Given task
In the material, switch every "bounding box coordinates" to "pixel coordinates" in the stretch from the line containing "rock face shown in the photograph." through the end, and reproduce those lines with no other changes.
⁂
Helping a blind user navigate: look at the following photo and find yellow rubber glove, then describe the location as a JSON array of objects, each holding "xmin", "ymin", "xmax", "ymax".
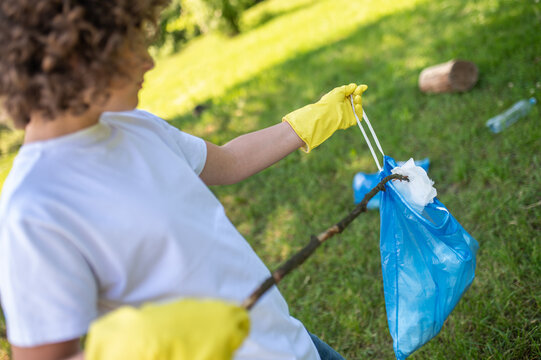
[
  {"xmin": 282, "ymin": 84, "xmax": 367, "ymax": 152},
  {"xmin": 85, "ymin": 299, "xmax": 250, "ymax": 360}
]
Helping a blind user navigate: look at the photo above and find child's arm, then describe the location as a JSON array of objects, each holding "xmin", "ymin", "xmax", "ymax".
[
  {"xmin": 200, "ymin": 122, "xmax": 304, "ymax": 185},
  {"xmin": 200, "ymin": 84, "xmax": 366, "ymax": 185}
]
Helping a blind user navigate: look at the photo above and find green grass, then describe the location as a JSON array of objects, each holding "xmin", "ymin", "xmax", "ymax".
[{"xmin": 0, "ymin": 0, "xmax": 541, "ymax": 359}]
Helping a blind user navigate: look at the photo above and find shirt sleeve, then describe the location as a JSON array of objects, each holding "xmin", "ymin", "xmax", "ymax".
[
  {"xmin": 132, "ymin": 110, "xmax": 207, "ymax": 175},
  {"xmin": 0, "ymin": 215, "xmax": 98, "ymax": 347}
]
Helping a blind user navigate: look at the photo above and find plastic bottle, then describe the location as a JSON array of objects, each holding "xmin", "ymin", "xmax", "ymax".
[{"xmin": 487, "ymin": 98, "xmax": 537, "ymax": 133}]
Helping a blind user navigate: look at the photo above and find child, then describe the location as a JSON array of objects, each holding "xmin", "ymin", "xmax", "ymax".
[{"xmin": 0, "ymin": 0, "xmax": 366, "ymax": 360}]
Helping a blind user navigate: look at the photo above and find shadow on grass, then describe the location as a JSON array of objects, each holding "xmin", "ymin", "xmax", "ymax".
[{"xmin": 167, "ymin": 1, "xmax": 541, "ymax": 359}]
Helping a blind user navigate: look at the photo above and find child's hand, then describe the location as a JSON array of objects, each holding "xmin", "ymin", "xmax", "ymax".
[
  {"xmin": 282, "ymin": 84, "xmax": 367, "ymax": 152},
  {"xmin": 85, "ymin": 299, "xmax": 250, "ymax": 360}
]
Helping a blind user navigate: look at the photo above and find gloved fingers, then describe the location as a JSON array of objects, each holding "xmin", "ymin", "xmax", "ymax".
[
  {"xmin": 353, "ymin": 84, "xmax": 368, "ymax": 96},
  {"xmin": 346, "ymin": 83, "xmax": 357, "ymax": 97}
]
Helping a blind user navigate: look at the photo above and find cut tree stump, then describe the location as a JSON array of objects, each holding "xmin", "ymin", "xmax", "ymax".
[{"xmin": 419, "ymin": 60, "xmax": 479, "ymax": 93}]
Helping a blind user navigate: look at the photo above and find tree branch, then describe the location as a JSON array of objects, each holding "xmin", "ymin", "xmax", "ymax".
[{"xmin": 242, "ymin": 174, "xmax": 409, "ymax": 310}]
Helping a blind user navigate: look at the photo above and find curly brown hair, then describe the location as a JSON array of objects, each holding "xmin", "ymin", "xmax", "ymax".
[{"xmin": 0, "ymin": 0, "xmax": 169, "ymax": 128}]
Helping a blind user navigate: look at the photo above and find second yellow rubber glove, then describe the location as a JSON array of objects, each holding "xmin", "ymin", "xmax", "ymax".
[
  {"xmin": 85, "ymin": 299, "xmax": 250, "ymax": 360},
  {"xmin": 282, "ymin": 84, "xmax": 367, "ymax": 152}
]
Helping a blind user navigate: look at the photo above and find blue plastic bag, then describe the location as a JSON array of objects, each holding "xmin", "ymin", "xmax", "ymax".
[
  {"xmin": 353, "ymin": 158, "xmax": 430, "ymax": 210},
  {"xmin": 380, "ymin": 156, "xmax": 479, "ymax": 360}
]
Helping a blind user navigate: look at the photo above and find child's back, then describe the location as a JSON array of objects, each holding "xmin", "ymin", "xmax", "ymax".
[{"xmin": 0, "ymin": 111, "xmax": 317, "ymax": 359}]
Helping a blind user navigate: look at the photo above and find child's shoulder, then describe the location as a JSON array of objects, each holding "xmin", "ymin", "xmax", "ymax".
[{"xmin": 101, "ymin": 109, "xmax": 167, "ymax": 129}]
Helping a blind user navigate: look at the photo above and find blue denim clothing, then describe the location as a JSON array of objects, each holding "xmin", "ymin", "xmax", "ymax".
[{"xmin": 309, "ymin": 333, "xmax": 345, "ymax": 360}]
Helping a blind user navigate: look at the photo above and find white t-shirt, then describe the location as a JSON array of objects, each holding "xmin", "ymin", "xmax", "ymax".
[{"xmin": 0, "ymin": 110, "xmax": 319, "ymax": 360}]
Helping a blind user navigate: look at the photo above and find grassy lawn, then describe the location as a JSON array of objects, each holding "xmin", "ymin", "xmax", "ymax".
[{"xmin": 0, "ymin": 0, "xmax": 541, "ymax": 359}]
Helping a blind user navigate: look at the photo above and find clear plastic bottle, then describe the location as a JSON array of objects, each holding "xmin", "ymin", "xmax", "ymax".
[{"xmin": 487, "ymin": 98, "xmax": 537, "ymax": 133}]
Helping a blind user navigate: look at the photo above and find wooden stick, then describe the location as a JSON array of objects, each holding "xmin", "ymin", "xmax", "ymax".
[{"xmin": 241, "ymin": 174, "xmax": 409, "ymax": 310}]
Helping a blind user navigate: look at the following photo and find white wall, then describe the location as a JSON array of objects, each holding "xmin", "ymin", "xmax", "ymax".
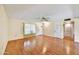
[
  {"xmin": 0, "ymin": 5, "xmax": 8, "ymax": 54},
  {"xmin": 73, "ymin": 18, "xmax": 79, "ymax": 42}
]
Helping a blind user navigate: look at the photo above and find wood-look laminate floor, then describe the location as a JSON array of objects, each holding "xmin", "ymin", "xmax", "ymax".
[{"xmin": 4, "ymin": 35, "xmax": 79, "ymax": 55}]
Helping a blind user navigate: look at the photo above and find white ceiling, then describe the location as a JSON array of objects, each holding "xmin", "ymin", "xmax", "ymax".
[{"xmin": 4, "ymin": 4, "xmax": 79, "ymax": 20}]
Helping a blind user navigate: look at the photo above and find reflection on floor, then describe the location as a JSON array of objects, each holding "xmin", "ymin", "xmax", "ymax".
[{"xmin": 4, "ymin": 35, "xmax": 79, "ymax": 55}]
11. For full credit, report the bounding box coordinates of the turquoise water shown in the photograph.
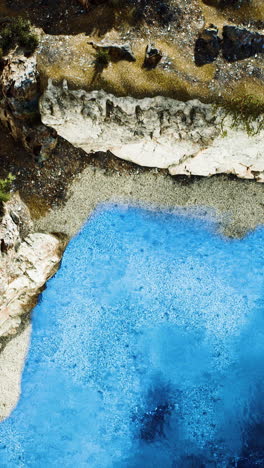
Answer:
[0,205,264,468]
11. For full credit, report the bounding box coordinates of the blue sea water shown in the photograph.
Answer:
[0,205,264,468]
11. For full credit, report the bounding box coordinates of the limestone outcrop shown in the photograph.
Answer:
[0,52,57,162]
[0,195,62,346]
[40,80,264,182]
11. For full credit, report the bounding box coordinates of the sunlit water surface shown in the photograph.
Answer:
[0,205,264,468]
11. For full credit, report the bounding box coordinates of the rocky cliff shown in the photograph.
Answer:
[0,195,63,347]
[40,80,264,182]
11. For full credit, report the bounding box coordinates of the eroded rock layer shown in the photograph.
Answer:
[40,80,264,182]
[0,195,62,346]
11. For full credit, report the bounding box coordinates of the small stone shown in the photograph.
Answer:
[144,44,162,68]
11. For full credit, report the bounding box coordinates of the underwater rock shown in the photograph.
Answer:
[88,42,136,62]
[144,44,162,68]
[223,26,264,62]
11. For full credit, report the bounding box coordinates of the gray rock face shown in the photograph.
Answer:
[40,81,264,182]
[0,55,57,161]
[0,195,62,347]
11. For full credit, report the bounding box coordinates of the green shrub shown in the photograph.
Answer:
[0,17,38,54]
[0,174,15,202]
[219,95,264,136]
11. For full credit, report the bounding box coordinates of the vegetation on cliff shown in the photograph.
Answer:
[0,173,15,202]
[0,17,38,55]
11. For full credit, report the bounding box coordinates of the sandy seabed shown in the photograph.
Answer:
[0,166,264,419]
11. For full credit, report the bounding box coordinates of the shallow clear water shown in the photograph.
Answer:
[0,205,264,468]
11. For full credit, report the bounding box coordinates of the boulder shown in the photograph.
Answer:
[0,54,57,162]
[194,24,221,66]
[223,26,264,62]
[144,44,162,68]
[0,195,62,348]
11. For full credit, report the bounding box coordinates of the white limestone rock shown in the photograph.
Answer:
⁂
The answer
11. For full credit, report the pixel coordinates of the gray rock face shown in the photograph.
Answer:
[40,81,264,182]
[0,55,57,161]
[0,195,62,347]
11. For full credit, report the pixel coordinates of the green shrub shown in the photograph.
Answer:
[0,17,38,54]
[0,174,15,202]
[219,95,264,136]
11. For full credit, report the pixel coordinates of the vegetation on cliff shown in the photograph.
Answer:
[0,173,15,202]
[0,17,38,55]
11. For full credit, report the pixel coordinates of the sandy seabed shown in the photograph.
Answer:
[0,166,264,419]
11. For full credit, report the pixel coordinates of the shallow clear water shown in the photograph.
Answer:
[0,205,264,468]
11. For full credit, report the pixel coordinates of the boulder shown in the photograph.
Answer:
[0,54,57,162]
[194,24,221,66]
[223,26,264,62]
[144,44,162,68]
[0,195,62,348]
11. For full credit, report the pixel coordinates of the white limestone rock shown in the photograph.
Answer:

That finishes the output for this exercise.